## Selected excerpt
:::
Original text at the nekoheadz.org forum
My second review this week, (the first being Yonna in the Solitary Fortress), Hoshizora Kiseki is listed as an ONA on Anime Encyclopedia. For those not familiar with these things, ONA stands for Original Net Animation. Admittedly, I’m not very familiar with these releases other than the fact that they are originally released on the internet and distributed that way. Dr. Horrible’s Sing-Along-Blog is probably the best and most successful example of a net release. I think I can actually pull off a spoiler-free review for this one.
Hoshizora Kiseki (hereafter referred to as HK) is a story about a girl and her quest for summer romance. The main character, Kozue, is a high school girl with a fixation on astronomy. Hearing a voice telling her where a meteor will fall, she decides to go on a camping trip on the neighboring mountain so she can be there when it happens. Once there, she meets a boy in a spacesuit with some sort of stellar ability that will vanish once he’s left in the normal atmosphere. Kozue attempts to get the boy to choose for himself whether he will be a tool for the government or if he will leave his bubble.
HK strikes me as a work someone did after watching all of Makoto Shinkai’s works (Voices of a Distant Star, The Place Promised in Our Early Days, and 3cm Per Second). The backgrounds are all focused on the sky with wide, panoramic angles. The characters are internalized eccentrics with special mental ties to one another. The music aims for profound stirrings of the heart. Unfortunately, it’s not a Makoto Shinkai work and without his hand to tie it all together it turned into a flat imitation. That’s not to say it’s all bad, the animation is still really nice and pretty and the backgrounds are stunning (though not as artistically powerful as Makoto’s), and the characters are top notch. Kozue is an obsessive eccentric with loner tendencies, though she still has the same desires as normal high school girls. The boy in the bubble is dynamic and strange, making for an interesting pair romantically and thematically. I’m reminded of Nodame Cantabile, actually, only with the roles reversed where Chiaki was the obsessive eccentric and Nodame was dynamic and strange. I wonder if this is the beginning of a new set of stereotypes. The story is fairly straightforward and well-paced for twenty minutes; hardly any time goes to waste with things that aren’t related to the love story and the setting for the characters. The music is a little flat, but the rest of it is pretty solid.
:::
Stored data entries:
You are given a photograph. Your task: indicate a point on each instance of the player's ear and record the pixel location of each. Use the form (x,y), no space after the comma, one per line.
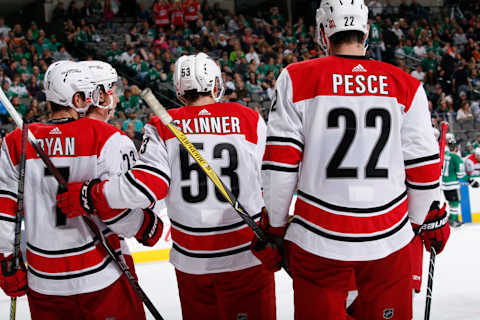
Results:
(78,101)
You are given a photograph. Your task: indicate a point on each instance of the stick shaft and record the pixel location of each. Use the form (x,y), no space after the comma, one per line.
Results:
(433,253)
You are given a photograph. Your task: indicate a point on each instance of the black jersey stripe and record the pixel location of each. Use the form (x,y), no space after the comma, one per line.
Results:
(211,229)
(152,169)
(350,238)
(3,218)
(8,193)
(279,168)
(139,187)
(422,159)
(72,275)
(350,209)
(423,186)
(288,140)
(120,217)
(210,254)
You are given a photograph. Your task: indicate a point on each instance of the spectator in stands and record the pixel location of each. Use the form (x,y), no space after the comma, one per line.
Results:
(375,7)
(475,108)
(177,14)
(132,38)
(20,107)
(136,136)
(419,50)
(61,54)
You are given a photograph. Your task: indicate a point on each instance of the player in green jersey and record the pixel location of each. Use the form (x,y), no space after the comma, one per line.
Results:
(453,172)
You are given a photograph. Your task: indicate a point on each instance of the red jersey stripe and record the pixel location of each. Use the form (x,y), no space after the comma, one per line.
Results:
(212,242)
(72,263)
(282,154)
(8,206)
(349,224)
(424,174)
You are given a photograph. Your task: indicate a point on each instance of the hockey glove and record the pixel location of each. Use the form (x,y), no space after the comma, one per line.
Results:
(473,183)
(12,281)
(151,229)
(435,230)
(83,198)
(271,253)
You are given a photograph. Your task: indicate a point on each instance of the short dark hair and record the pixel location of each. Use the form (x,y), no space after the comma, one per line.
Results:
(56,107)
(347,37)
(192,95)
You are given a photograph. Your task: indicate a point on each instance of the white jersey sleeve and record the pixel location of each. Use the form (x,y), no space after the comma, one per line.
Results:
(421,156)
(283,152)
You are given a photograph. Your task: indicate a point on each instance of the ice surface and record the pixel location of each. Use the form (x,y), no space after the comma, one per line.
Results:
(456,292)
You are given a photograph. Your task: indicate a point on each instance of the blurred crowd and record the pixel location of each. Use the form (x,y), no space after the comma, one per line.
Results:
(438,46)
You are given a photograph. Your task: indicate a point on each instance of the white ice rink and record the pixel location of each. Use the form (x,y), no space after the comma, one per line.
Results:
(456,292)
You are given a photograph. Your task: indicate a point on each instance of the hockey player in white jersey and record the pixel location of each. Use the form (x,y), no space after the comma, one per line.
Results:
(217,275)
(472,163)
(70,276)
(353,138)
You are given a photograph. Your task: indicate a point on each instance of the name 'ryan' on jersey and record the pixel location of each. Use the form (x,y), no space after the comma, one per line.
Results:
(354,138)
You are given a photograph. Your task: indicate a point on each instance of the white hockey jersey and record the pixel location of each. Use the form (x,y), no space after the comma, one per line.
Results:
(208,236)
(67,259)
(472,165)
(353,138)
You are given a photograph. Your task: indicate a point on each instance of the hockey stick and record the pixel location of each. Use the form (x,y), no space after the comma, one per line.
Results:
(86,218)
(167,120)
(433,253)
(19,215)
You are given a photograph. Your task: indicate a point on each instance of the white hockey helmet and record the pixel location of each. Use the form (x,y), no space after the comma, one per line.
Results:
(340,15)
(198,72)
(64,79)
(104,75)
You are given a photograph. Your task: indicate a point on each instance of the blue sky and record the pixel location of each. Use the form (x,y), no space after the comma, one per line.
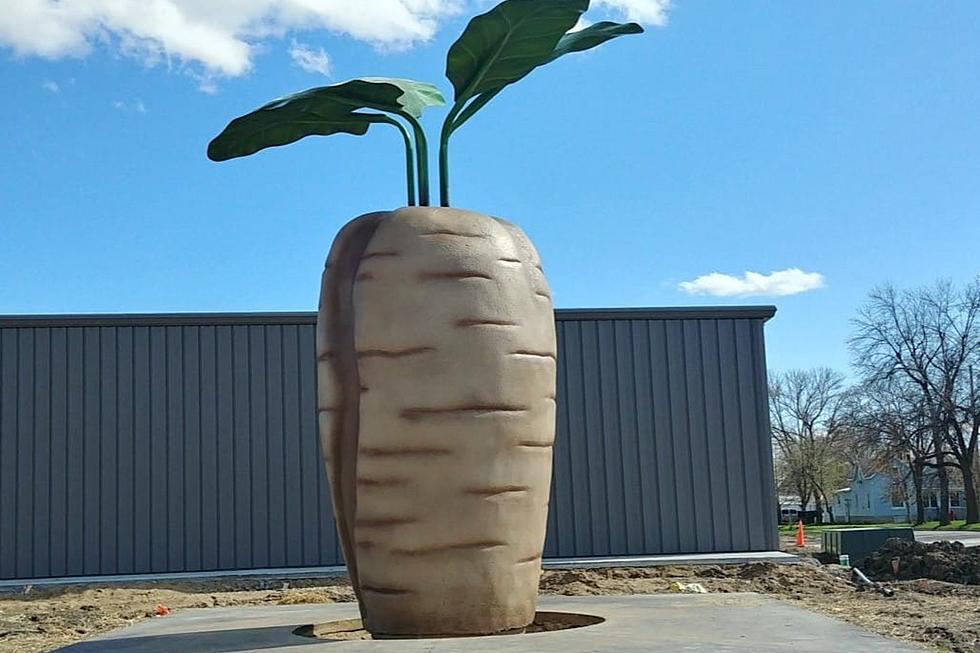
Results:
(839,139)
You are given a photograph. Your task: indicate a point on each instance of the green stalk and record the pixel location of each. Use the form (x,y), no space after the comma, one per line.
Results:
(409,159)
(447,131)
(422,156)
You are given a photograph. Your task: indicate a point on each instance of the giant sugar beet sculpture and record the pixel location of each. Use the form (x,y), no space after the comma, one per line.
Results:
(436,349)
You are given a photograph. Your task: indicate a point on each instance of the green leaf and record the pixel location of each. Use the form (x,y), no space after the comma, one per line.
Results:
(268,128)
(585,39)
(399,96)
(508,42)
(592,36)
(322,111)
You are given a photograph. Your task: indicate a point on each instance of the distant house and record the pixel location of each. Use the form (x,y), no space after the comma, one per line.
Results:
(879,497)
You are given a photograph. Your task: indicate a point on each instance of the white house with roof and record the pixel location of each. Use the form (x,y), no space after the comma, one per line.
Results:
(879,497)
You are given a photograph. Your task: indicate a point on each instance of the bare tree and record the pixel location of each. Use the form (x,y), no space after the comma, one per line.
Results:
(807,410)
(893,430)
(930,338)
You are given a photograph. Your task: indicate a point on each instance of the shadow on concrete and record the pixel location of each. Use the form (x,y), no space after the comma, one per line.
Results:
(215,641)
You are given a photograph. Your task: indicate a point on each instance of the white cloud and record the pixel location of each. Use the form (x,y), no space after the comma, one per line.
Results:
(221,38)
(648,12)
(310,60)
(136,105)
(791,281)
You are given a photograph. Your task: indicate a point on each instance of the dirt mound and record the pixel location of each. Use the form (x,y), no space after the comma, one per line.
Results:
(950,562)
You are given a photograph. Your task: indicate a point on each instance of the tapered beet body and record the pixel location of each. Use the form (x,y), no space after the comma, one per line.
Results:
(436,348)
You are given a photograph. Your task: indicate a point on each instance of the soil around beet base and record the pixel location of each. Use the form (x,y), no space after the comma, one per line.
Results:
(353,629)
(940,615)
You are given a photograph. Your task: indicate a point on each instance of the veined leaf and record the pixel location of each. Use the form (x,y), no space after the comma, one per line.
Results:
(592,36)
(322,111)
(506,43)
(380,93)
(584,39)
(265,128)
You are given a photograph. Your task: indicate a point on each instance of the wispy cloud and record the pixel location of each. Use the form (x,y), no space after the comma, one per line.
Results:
(310,60)
(211,39)
(791,281)
(649,12)
(136,105)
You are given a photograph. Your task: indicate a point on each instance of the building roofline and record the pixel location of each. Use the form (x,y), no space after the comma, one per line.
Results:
(306,318)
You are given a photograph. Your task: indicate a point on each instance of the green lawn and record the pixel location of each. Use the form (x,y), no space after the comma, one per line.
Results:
(790,529)
(953,526)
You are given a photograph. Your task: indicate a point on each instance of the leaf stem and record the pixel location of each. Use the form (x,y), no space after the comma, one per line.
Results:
(447,131)
(422,157)
(409,159)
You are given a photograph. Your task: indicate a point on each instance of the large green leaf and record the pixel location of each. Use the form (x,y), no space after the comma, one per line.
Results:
(506,43)
(381,93)
(584,39)
(270,128)
(592,36)
(322,111)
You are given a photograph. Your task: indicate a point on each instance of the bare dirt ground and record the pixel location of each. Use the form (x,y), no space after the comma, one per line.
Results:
(942,616)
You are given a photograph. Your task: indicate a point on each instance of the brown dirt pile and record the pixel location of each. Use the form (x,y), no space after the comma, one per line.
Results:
(946,561)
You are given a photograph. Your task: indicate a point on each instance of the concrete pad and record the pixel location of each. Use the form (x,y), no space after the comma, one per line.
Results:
(968,538)
(660,623)
(277,575)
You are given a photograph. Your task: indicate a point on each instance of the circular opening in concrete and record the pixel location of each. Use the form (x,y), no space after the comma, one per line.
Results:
(353,629)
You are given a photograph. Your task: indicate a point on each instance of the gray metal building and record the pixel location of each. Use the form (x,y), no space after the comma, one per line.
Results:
(175,443)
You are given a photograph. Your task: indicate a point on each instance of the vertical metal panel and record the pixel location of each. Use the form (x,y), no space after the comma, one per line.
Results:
(159,445)
(9,453)
(58,508)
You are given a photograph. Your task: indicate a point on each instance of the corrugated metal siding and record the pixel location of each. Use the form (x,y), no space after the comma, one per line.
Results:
(158,444)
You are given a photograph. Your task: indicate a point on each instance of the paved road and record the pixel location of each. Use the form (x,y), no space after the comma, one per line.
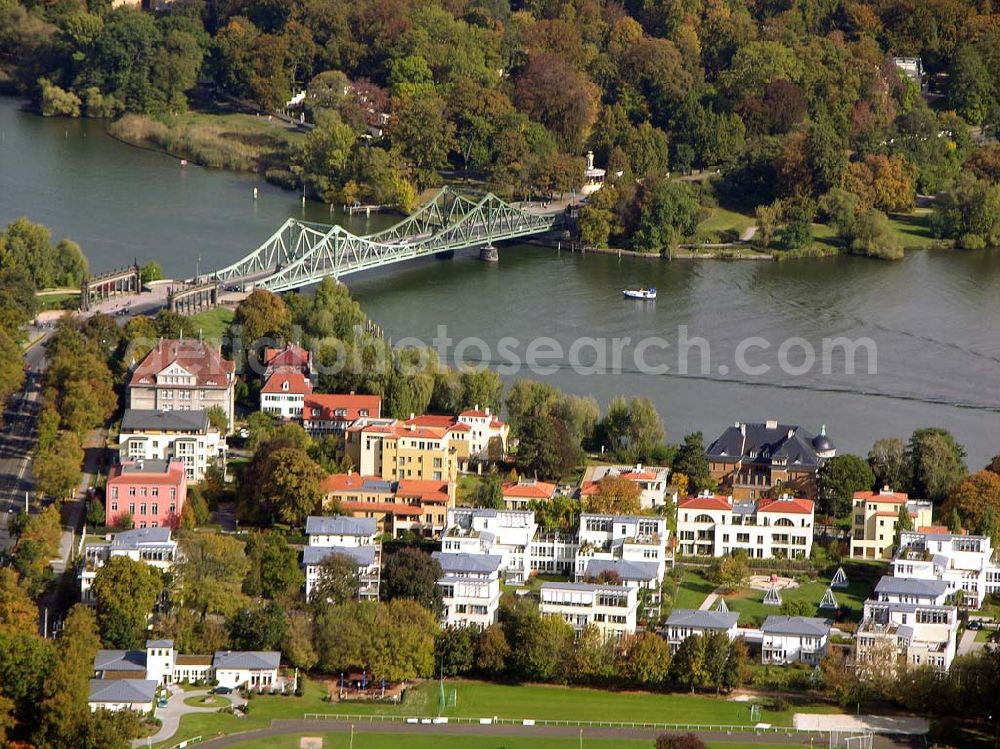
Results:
(315,728)
(17,441)
(170,716)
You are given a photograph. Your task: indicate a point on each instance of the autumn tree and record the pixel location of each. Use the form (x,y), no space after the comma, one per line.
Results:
(58,468)
(561,98)
(936,461)
(973,498)
(882,182)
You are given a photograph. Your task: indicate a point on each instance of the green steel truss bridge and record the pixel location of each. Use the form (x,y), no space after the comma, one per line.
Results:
(301,253)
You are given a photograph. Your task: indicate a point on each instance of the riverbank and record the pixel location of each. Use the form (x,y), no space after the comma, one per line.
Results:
(218,139)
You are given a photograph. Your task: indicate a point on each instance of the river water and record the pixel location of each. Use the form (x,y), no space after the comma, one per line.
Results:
(932,319)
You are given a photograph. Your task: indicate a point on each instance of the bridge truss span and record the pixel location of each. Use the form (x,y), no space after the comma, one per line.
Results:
(300,253)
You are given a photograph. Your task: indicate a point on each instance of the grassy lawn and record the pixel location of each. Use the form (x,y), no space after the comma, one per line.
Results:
(481,699)
(213,323)
(213,136)
(726,223)
(912,229)
(750,603)
(416,741)
(58,300)
(692,592)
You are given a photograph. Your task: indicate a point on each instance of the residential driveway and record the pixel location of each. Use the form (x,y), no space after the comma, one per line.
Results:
(170,716)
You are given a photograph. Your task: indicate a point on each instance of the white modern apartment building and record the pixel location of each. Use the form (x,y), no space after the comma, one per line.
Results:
(911,590)
(894,634)
(684,623)
(470,586)
(653,482)
(714,525)
(632,538)
(787,639)
(613,609)
(186,436)
(504,533)
(964,562)
(554,553)
(154,546)
(352,537)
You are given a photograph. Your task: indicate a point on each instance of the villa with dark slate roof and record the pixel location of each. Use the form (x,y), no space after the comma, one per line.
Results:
(758,460)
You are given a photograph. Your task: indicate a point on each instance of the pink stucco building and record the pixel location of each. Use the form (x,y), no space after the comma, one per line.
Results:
(153,492)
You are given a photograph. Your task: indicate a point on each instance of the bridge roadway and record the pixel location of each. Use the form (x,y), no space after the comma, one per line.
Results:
(301,253)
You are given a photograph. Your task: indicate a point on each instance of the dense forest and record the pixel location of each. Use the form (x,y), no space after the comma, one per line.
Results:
(798,105)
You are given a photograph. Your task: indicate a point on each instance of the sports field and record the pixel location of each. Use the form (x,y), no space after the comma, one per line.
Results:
(476,699)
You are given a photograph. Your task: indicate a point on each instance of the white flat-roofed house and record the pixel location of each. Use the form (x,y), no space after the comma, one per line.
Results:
(350,536)
(367,558)
(121,694)
(470,586)
(713,525)
(964,562)
(186,436)
(154,546)
(894,635)
(909,590)
(613,609)
(787,639)
(653,482)
(484,427)
(253,669)
(632,538)
(684,623)
(644,576)
(506,533)
(341,530)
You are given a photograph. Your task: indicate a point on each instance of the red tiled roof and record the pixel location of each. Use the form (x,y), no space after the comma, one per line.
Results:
(330,403)
(347,482)
(894,497)
(297,383)
(714,502)
(173,476)
(937,530)
(400,509)
(529,489)
(199,358)
(432,420)
(422,489)
(796,506)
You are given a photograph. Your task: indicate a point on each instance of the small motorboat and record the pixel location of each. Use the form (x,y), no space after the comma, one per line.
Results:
(640,293)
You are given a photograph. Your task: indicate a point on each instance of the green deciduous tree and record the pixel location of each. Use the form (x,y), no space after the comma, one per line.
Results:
(411,573)
(125,591)
(274,569)
(210,574)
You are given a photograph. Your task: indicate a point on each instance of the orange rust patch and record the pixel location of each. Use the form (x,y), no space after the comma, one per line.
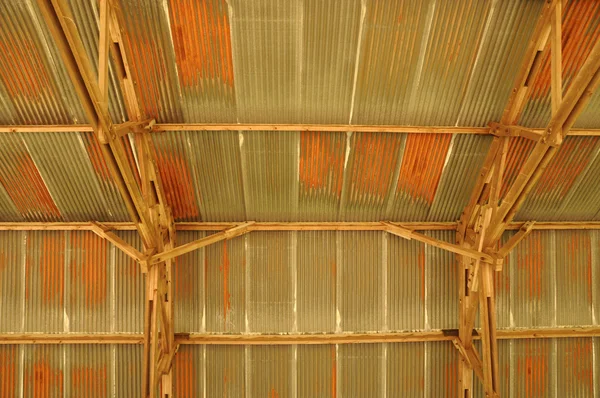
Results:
(88,266)
(185,374)
(570,160)
(531,259)
(45,381)
(534,368)
(226,295)
(202,40)
(322,161)
(373,166)
(422,165)
(27,189)
(89,382)
(8,366)
(23,72)
(177,184)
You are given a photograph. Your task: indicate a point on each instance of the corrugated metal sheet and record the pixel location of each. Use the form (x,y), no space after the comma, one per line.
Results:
(580,31)
(34,81)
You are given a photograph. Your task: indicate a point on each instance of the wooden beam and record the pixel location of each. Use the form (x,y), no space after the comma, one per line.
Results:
(200,243)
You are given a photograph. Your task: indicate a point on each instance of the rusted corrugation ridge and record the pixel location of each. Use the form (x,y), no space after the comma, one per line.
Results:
(317,268)
(32,72)
(267,60)
(574,283)
(362,298)
(45,281)
(458,177)
(107,186)
(317,371)
(270,371)
(532,281)
(322,156)
(360,370)
(71,179)
(22,181)
(330,34)
(580,31)
(201,37)
(270,307)
(393,36)
(89,278)
(369,175)
(129,287)
(86,17)
(88,371)
(189,287)
(441,374)
(533,368)
(575,376)
(511,24)
(225,371)
(188,380)
(270,175)
(217,164)
(441,284)
(128,366)
(545,200)
(406,284)
(9,370)
(12,246)
(421,169)
(44,373)
(177,175)
(152,59)
(405,370)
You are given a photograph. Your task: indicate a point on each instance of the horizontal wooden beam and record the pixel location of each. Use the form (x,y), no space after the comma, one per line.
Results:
(287,226)
(82,128)
(287,339)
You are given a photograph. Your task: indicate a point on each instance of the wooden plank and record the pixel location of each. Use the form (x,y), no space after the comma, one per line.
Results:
(200,243)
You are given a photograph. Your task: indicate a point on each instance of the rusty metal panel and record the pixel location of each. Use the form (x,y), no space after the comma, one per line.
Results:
(316,371)
(405,370)
(88,283)
(217,166)
(441,285)
(533,281)
(574,283)
(188,372)
(128,370)
(88,371)
(580,31)
(317,270)
(12,280)
(361,370)
(129,287)
(406,284)
(44,371)
(225,271)
(370,175)
(441,369)
(361,305)
(270,371)
(10,370)
(149,45)
(226,371)
(35,81)
(270,175)
(461,167)
(550,197)
(269,289)
(45,280)
(321,174)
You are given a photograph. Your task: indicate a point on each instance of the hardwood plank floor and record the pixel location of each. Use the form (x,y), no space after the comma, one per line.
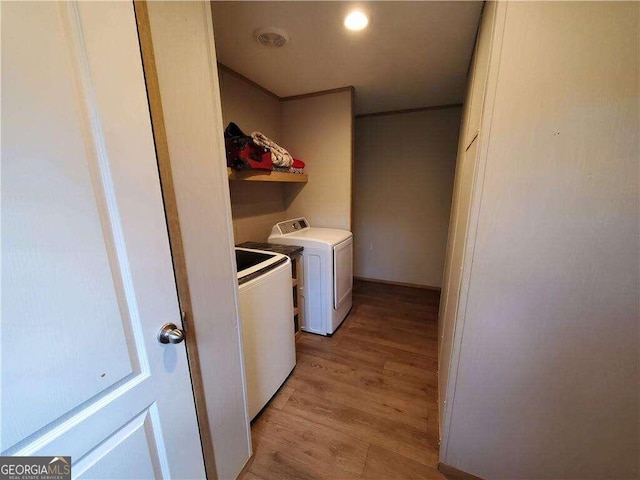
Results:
(361,404)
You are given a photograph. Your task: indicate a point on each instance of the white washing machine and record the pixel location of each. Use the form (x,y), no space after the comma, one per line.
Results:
(327,272)
(266,313)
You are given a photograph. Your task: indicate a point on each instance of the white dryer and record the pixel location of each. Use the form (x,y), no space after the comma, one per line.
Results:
(327,273)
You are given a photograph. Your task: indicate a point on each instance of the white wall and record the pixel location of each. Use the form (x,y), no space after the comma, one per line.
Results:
(317,130)
(403,180)
(255,207)
(546,384)
(185,57)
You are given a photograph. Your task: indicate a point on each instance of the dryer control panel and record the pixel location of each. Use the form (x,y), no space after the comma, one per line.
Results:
(290,226)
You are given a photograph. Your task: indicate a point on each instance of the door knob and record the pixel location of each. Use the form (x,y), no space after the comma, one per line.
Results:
(169,333)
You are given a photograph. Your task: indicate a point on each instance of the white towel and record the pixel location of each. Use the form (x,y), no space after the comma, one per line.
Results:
(279,156)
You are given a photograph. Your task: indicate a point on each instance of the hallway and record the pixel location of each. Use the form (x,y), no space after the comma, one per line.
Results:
(362,403)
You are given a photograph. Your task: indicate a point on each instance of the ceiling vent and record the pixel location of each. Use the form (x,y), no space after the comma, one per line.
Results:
(271,36)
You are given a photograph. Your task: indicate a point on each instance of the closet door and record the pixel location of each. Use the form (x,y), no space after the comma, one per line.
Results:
(462,197)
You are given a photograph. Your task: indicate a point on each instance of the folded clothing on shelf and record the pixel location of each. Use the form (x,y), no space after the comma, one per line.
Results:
(288,169)
(279,156)
(243,153)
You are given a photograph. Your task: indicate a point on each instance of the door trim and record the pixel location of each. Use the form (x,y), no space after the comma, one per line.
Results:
(174,230)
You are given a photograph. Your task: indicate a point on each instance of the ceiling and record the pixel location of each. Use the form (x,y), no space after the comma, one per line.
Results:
(413,53)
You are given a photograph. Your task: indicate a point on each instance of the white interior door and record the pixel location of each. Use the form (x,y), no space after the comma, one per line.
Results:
(87,279)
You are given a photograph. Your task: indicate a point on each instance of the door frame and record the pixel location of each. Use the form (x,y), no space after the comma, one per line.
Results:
(176,237)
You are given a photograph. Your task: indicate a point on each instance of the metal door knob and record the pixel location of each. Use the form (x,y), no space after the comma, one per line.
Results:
(169,333)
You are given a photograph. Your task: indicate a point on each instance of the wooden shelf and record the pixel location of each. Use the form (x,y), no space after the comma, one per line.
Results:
(267,176)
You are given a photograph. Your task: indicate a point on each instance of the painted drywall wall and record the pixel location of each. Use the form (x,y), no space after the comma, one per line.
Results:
(255,207)
(184,50)
(249,107)
(403,182)
(466,167)
(318,130)
(546,384)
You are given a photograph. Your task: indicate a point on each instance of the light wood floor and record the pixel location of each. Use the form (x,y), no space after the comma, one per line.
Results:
(362,403)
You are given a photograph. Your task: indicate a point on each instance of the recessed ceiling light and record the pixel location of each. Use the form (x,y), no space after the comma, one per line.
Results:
(356,20)
(271,36)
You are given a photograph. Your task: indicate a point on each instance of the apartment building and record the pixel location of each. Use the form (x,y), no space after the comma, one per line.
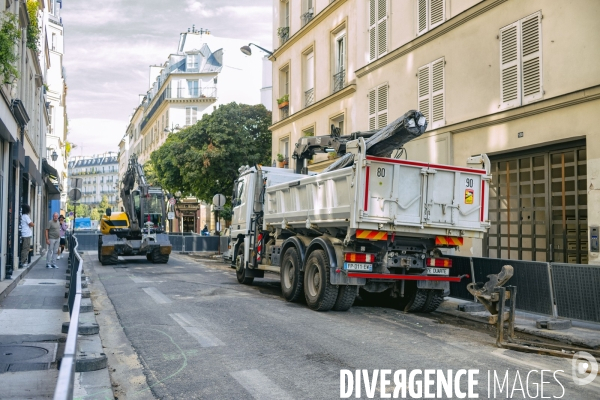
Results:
(519,81)
(99,175)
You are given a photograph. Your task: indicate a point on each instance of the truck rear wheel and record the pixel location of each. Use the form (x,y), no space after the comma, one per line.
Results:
(240,267)
(346,297)
(319,292)
(292,278)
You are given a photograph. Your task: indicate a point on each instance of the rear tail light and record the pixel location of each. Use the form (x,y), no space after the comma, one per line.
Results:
(439,262)
(359,257)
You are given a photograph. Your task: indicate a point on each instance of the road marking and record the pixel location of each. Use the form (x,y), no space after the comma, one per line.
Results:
(196,330)
(258,385)
(157,296)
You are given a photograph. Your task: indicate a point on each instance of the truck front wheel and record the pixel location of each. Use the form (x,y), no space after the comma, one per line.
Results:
(292,279)
(240,267)
(319,292)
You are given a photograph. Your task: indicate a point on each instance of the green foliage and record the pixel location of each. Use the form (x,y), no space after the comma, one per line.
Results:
(82,209)
(9,36)
(203,159)
(33,30)
(150,173)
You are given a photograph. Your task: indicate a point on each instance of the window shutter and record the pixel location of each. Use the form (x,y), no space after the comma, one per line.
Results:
(372,31)
(381,27)
(424,93)
(510,92)
(372,109)
(382,100)
(437,93)
(531,60)
(437,13)
(422,16)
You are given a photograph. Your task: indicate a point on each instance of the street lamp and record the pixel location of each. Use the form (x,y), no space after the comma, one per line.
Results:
(248,51)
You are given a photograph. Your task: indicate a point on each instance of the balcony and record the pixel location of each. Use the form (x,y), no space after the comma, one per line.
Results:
(309,97)
(307,17)
(197,93)
(284,34)
(339,81)
(284,112)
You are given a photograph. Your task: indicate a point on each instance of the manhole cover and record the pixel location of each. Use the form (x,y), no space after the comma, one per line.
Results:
(11,354)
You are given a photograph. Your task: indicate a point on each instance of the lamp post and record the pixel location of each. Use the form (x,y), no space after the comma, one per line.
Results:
(248,51)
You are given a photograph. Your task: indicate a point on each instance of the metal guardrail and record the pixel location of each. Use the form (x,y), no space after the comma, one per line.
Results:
(66,375)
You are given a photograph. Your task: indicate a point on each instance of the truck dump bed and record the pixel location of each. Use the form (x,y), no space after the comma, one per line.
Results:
(385,194)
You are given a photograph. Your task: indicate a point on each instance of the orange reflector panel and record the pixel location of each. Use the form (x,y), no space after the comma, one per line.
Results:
(371,235)
(359,257)
(439,262)
(448,241)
:::
## Written instruction
From the Hoshizora Kiseki review, extract the passage between "Hoshizora Kiseki (hereafter" and "leave his bubble.", inclusive.

## Response below
Hoshizora Kiseki (hereafter referred to as HK) is a story about a girl and her quest for summer romance. The main character, Kozue, is a high school girl with a fixation on astronomy. Hearing a voice telling her where a meteor will fall, she decides to go on a camping trip on the neighboring mountain so she can be there when it happens. Once there, she meets a boy in a spacesuit with some sort of stellar ability that will vanish once he’s left in the normal atmosphere. Kozue attempts to get the boy to choose for himself whether he will be a tool for the government or if he will leave his bubble.